- _Excerpt provided_:
-- begin --

# LGB MTS III - Reprogram



## kclarey1 (Dec 27, 2013)

Hi all,

Just got my LGB RhB Ge 4/4 III Coop loco, went and reprogramed the address and now the sound unit only whistles. I do not have the PC module so I used the 55016 Loco remote. Any help getting all the sounds and pantograph functions back would be greatly appreciated.

Thank you,

Kyle


----------



## Dan Pierce (Jan 2, 2008)

The LGB decoder reset is address 55 with a value of 55.
I beleive the 55015 or computer interface is needed or a friend with a more flexible system.


----------



## Greg Elmassian (Jan 3, 2008)

Dan, is that because of a limitation in the remote, cannot access CV 55?

Greg


----------



## Dan Pierce (Jan 2, 2008)

There are 3 handhelds for the MTS system.
Mouse 8 addresses (1-8) , serial only and only engine address (cv1) can be programmed.
55016 16 addresses (0-15) and P version can do parallel, only cv1-4 can be addressed.
55015 23 addresses (0-22) and P version can do parallel and there is a special cable for programming using indirect addressing ( cv 5 and 6)
Best bet is the 55045 computer interface (the Massoth computer interface is better) that can do programming via a graphic interface and can read back values. Note the MTS handhelds can not read, only write info to decoders.


----------



## Cougar Rock Rail (Jan 2, 2008)

Kyle: Is this a brand new (built by Maerklin) Coop loco with the Maerklin decoder?

If so, your manual should have the instructions for programming with the 55015 and the default settings that decoder came with.
Also, have a look here on the LGB website that has special info on programming that decoder:

http://www.lgb.com/en/products/tools_downloads/Technical information/cv-calculator.html

Keith


----------



## kclarey1 (Dec 27, 2013)

Thanks to everyone who replied. Dan, I think as I amass more locos I will need to invest in the computer interface. Keith, thank you for sending me that link. After letting it sit most of the weekend, I cam back today and everything was functioning again under the address. Quite odd, but I won't question it. 

Kyle


----------



## Dan Pierce (Jan 2, 2008)

You would be better off to invest in a DCC system that does more than the MTS system.
128 speed steps gives much smoother operation and direct programming makes life easier as well as being able to read CV values before changing them.


----------

-- end --

- _Exercise description_: In the thread on reprogramming the LGB MTS III, what address and value reset an LGB decoder? Answer using only the thread above.

- _Stored data_:

-- begin --

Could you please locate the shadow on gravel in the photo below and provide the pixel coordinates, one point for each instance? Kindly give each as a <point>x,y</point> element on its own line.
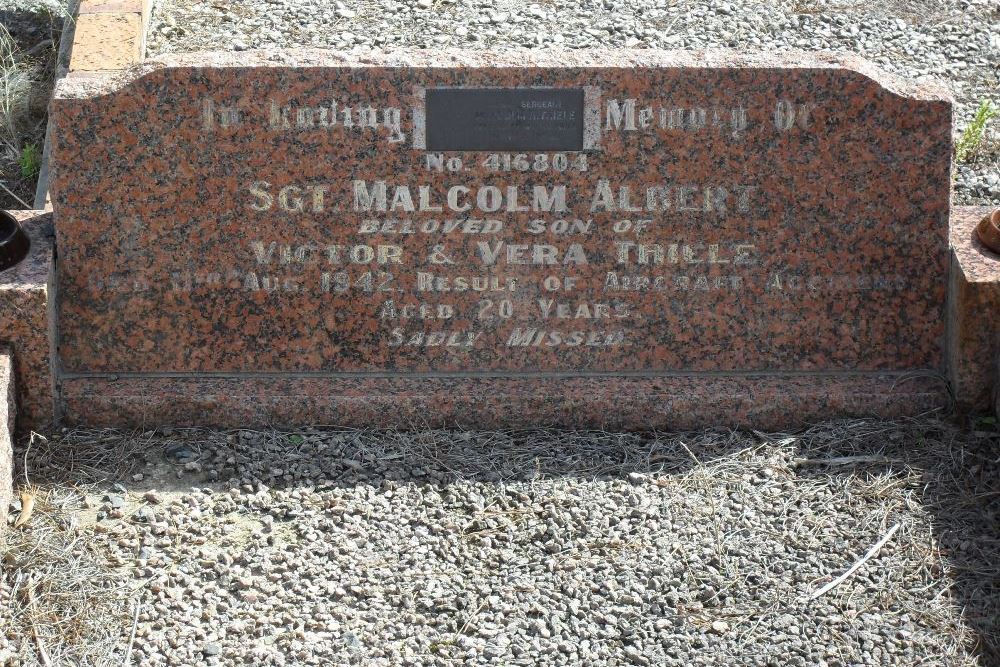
<point>942,483</point>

-- end --

- _Answer to the task_: Address 55 with a value of 55.